## [EXERCISE TASK 1]
Reproduce verbatim the passage of the statutory provision on disclosure of personal information below, between "(2) EXCEPTION.—This subsection" and "of such information.", inclusive.

## [DOCUMENT EXCERPT]
************
SEC. 502. ø15 U.S.C. 6802¿ OBLIGATIONS WITH RESPECT TO DISCLOSURES
OF PERSONAL INFORMATION.
(a) NOTICE REQUIREMENTS.—Except as otherwise provided in
this subtitle, a financial institution may not, directly or through
any affiliate, disclose to a nonaffiliated third party any nonpublic
personal information, unless such financial institution provides or
has provided to the consumer a notice that complies with section
503.
(b) OPT OUT.—
(1) IN GENERAL.—A financial institution may not disclose
nonpublic personal information to a nonaffiliated third party
unless—
(A) such financial institution clearly and conspicuously
discloses to the consumer, in writing or in electronic form
or other form permitted by the regulations prescribed
under section 504, that such information may be disclosed
to such third party;
(B) the consumer is given the opportunity, before the
time that such information is initially disclosed, to direct
that such information not be disclosed to such third party;
and
(C) the consumer is given an explanation of how the
consumer can exercise that nondisclosure option.
(2) EXCEPTION.—This subsection shall not prevent a financial
institution from providing nonpublic personal information
to a nonaffiliated third party to perform services for or functions
on behalf of the financial institution, including marketing
of the financial institution’s own products or services, or financial
products or services offered pursuant to joint agreements
between two or more financial institutions that comply with
the requirements imposed by the regulations prescribed under
section 504, if the financial institution fully discloses the providing
of such information and enters into a contractual agreement
with the third party that requires the third party to
maintain the confidentiality of such information.
(c) LIMITS ON REUSE OF INFORMATION.—Except as otherwise
provided in this subtitle, a nonaffiliated third party that receives
from a financial institution nonpublic personal information under
this section shall not, directly or through an affiliate of such receiving
third party, disclose such information to any other person that
is a nonaffiliated third party of both the financial institution and
such receiving third party, unless such disclosure would be lawful
if made directly to such other person by the financial institution.
(d) LIMITATIONS ON THE SHARING OF ACCOUNT NUMBER INFORMATION
FOR MARKETING PURPOSES.—A financial institution shall
not disclose, other than to a consumer reporting agency, an account
number or similar form of access number or access code for a credit
card account, deposit account, or transaction account of a consumer
to any nonaffiliated third party for use in telemarketing, direct
mail marketing, or other marketing through electronic mail to the
consumer.
************
## [EXERCISE TASK 2]
List every line of the rows below that contains the string "dark", copying each such line in full.

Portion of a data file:
************
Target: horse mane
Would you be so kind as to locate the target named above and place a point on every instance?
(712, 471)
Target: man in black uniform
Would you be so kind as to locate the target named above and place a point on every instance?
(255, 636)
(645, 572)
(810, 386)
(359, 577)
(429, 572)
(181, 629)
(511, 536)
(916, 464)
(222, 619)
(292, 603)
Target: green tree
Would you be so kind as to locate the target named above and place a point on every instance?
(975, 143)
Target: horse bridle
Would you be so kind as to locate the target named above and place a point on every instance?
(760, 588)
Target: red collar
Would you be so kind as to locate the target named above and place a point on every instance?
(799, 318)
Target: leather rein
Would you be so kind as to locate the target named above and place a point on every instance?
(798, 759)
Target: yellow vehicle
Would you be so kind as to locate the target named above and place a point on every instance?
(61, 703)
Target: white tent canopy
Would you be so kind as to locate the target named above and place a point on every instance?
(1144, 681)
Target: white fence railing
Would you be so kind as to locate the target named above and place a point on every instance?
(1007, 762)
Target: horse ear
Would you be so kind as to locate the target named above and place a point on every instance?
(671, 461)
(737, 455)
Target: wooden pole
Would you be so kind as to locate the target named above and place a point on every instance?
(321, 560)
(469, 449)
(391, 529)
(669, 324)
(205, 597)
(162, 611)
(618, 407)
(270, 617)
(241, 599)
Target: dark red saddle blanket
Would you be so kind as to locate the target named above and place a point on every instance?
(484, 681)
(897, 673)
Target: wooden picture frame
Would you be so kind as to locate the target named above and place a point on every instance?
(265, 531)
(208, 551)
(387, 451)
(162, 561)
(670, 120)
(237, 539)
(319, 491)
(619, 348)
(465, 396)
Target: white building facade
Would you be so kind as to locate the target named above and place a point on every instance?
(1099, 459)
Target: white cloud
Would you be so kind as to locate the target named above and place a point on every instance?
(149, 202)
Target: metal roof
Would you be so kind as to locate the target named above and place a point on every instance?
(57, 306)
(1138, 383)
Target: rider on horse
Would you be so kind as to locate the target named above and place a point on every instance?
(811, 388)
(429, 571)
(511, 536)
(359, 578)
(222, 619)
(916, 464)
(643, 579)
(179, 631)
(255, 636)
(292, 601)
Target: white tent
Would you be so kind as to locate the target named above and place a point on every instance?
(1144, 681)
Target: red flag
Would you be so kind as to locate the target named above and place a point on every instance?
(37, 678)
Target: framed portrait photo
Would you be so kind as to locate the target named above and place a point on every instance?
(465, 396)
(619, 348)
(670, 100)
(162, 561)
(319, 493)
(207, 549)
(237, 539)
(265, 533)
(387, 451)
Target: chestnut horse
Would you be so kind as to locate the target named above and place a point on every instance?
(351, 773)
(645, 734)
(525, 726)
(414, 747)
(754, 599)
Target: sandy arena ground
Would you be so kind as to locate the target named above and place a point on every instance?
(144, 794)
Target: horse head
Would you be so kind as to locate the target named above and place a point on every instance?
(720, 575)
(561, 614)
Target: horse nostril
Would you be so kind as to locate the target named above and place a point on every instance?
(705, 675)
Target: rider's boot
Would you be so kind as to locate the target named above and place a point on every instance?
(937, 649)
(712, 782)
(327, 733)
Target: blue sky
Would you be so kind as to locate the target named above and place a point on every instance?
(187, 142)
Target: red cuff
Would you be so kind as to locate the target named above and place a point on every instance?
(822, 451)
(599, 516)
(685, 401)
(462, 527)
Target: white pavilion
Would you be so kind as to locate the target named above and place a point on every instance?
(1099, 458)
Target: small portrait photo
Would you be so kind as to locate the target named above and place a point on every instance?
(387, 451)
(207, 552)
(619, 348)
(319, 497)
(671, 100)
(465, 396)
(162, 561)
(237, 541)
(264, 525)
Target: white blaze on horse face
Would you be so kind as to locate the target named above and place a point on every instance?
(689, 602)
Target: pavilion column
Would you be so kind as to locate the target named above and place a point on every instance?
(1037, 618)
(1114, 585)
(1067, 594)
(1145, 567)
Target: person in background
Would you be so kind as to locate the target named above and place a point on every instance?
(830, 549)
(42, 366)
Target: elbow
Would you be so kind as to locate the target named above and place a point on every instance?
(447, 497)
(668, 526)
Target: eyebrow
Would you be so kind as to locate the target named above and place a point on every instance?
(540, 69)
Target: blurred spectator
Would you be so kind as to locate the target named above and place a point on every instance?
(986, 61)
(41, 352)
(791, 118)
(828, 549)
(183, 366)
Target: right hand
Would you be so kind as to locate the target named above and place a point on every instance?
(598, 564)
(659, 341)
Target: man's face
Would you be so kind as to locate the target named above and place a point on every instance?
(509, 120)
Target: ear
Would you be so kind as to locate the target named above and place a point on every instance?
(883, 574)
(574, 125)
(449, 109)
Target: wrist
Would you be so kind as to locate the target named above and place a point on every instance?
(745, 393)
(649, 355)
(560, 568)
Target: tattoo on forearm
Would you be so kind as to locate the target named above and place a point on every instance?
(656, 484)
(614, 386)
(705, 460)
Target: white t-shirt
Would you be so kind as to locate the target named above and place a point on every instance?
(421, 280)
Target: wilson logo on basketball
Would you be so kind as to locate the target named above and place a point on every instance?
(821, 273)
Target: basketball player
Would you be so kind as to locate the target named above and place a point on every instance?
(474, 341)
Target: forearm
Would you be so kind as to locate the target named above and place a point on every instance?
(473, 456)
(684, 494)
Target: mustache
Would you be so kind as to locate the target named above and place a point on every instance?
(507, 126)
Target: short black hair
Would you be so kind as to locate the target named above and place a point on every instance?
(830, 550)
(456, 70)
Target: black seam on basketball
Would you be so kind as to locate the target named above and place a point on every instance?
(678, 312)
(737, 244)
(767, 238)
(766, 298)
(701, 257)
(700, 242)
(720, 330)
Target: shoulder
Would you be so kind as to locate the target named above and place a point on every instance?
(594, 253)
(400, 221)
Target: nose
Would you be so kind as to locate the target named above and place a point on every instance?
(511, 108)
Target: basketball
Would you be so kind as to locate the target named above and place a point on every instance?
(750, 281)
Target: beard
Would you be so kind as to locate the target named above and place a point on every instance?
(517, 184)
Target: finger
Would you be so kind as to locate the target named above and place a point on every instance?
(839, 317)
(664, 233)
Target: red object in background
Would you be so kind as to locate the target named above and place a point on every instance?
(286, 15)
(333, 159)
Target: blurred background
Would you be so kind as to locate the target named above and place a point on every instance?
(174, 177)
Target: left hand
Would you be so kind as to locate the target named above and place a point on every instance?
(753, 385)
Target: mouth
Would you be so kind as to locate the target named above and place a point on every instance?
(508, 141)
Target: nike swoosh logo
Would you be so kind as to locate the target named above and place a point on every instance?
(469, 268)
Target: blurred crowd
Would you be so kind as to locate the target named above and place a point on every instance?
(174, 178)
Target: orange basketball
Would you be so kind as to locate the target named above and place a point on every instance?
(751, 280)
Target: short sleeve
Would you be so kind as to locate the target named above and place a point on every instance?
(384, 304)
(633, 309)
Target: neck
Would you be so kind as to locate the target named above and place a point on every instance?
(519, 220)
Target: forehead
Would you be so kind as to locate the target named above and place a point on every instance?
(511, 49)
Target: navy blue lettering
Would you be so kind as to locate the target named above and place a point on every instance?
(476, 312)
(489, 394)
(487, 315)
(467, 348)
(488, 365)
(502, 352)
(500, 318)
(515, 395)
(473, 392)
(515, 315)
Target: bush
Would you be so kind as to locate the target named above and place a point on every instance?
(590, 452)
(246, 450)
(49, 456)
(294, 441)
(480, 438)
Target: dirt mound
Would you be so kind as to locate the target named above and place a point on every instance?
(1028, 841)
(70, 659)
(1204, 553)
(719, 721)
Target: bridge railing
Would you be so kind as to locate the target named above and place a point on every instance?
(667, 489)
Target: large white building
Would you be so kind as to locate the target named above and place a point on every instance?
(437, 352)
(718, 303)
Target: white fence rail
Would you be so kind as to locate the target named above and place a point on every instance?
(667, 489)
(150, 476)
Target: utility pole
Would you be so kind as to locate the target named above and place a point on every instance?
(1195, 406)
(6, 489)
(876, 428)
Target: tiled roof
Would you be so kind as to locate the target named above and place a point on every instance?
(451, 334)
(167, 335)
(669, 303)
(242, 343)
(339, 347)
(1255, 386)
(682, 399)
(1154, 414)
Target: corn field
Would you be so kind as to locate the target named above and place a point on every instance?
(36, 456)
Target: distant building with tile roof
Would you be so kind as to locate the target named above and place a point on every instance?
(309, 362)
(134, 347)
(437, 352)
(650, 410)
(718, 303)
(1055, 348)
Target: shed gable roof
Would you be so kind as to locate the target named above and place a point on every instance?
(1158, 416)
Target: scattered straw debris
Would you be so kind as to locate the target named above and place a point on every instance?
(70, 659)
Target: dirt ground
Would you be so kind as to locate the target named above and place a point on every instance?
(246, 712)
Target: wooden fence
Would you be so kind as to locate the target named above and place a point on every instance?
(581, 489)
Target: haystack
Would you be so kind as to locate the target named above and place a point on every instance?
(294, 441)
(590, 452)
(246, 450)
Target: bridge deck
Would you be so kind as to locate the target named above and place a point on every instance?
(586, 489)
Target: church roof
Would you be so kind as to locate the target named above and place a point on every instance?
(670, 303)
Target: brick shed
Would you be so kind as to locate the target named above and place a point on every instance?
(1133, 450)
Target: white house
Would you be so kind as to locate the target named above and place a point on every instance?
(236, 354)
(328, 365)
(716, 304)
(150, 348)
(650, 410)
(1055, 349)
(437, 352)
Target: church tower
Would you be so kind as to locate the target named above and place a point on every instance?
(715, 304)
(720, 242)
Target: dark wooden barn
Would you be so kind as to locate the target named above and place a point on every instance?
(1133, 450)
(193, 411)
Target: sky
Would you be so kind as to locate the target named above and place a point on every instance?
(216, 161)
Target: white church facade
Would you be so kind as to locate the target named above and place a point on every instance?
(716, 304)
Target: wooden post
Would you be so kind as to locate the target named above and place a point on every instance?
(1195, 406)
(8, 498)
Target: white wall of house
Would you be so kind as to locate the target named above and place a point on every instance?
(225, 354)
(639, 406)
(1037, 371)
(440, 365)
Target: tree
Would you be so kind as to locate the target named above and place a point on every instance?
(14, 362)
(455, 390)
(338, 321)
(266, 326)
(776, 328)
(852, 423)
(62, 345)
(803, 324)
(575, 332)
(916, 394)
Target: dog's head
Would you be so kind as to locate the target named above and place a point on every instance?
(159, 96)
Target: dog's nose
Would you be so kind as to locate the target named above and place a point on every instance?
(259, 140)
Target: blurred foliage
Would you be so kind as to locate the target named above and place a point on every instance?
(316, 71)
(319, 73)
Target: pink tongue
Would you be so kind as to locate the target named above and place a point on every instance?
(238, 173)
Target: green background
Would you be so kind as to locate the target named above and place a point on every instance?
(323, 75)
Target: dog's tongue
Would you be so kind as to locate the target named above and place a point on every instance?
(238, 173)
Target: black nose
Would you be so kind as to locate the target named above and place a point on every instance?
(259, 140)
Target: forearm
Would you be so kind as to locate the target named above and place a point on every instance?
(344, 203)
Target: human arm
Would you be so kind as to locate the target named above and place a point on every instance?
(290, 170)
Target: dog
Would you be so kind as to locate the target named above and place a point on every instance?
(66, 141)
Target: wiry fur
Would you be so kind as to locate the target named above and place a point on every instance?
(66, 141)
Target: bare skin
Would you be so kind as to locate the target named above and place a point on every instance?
************
## [EXERCISE OUTPUT 1]
(2) EXCEPTION.—This subsection shall not prevent a financial
institution from providing nonpublic personal information
to a nonaffiliated third party to perform services for or functions
on behalf of the financial institution, including marketing
of the financial institution’s own products or services, or financial
products or services offered pursuant to joint agreements
between two or more financial institutions that comply with
the requirements imposed by the regulations prescribed under
section 504, if the financial institution fully discloses the providing
of such information and enters into a contractual agreement
with the third party that requires the third party to
maintain the confidentiality of such information.

## [EXERCISE OUTPUT 2]
Target: dark red saddle blanket
Target: dark wooden barn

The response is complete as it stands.